Stated task: Repeat each record exactly. Any picture gets left out.

┌─ Supplied records

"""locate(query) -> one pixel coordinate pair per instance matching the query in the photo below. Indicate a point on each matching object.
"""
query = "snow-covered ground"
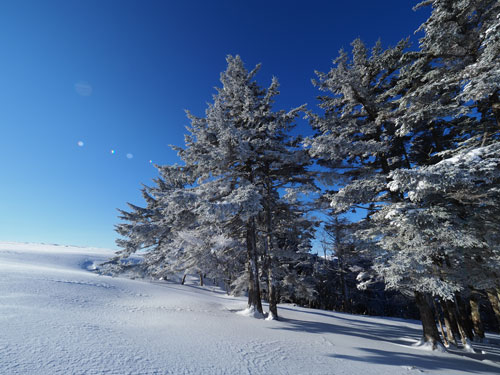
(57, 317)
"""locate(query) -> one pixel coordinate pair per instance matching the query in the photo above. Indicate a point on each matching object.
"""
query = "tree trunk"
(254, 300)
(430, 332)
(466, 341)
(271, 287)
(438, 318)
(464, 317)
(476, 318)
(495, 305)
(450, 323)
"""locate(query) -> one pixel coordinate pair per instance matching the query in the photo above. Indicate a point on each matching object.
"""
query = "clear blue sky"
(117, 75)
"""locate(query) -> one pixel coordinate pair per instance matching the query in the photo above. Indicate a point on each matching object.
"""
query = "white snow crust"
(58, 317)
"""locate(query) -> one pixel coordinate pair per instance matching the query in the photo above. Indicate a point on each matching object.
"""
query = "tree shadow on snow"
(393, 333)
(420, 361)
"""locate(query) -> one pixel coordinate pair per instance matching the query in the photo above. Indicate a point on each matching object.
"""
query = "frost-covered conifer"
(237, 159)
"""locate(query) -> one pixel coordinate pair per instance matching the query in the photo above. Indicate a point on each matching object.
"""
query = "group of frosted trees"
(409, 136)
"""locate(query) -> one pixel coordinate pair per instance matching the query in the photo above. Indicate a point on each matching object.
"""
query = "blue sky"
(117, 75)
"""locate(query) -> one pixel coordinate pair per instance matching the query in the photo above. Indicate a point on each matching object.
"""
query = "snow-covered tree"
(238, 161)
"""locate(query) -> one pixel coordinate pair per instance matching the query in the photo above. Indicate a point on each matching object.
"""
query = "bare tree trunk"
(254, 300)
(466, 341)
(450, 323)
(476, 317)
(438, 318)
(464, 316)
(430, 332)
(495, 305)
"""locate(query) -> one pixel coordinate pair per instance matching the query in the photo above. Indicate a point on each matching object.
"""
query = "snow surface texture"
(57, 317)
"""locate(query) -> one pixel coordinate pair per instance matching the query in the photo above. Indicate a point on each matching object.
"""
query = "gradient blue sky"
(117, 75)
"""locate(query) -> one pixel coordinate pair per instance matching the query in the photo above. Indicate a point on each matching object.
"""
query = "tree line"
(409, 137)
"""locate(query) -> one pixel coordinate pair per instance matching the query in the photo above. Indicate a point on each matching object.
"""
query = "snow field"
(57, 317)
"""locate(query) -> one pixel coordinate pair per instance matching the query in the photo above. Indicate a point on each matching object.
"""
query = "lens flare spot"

└─

Worked answer:
"""locate(query) -> one pixel coordinate pair per instance matching the query in the photo below. Indicate a point on each matching object.
"""
query = "snow-covered ground"
(57, 317)
"""locate(query) -> one pixel coordinate pair per instance matching the query in the photo above. Indicate a point on each matching object.
"""
query = "tree trunk"
(254, 300)
(430, 332)
(466, 341)
(271, 287)
(438, 318)
(464, 317)
(476, 318)
(495, 305)
(450, 323)
"""locate(query) -> one pixel coordinate pair per instance matching the query in the photo above. Indicate a point on each matching object.
"""
query = "clear blue sky"
(117, 75)
"""locate(query) -> one pixel coordinate pair per instance matching the query in the photo above. Indicate a point on each matching object.
"""
query = "white snow crust"
(58, 317)
"""locate(query) -> one pixel coordinate pair per instance matching the query in the photo above. Indicate a point on each matching object.
"""
query = "tree shadow on snow"
(393, 333)
(420, 361)
"""locate(query) -> one pixel coordinate pair per instance matching the query in the photo above. Indicate a point on each matching object.
"""
query = "frost-covered conifer"
(237, 159)
"""locate(query) -> one pixel coordinate pair per instance matching the query in the photo above. Indicate a point on each matching object.
"""
query = "group of frosted trees"
(409, 136)
"""locate(query) -> one pixel coordinate pair per instance matching the query in the photo above. Indicate a point on each matching object.
"""
query = "blue sky"
(117, 75)
"""locate(query) -> one pixel coordinate pair per instance matching the query in the photo above. Indicate a point on each matching object.
"""
query = "snow-covered tree"
(238, 161)
"""locate(query) -> one pixel coordinate pair per instance matching the query in the photo above. Indicate a point on each matching object.
"""
query = "bare tree trunk"
(254, 300)
(466, 341)
(450, 323)
(476, 317)
(438, 318)
(464, 316)
(430, 332)
(495, 305)
"""locate(query) -> one pixel coordinate pair per instance matching the query in the photo above. Indicate a point on each matching object.
"""
query = "snow surface texture"
(57, 317)
"""locate(query) -> one pixel coordinate pair per instance matching the query in the photo above. Indicate a point on each matching object.
"""
query = "gradient blue sky"
(117, 75)
"""locate(query) -> one pixel coordinate pair per instance matching the query in the photo above. Indicate a point on each matching object.
"""
query = "tree line"
(409, 137)
"""locate(query) -> one pixel coordinate pair per instance matching the query in the photo above. Indicate a point on each matching object.
"""
query = "snow field"
(57, 317)
"""locate(query) -> one pixel coordinate pair per instance matching the query in the photo above. Indicate a point on each matching object.
"""
query = "lens flare spot"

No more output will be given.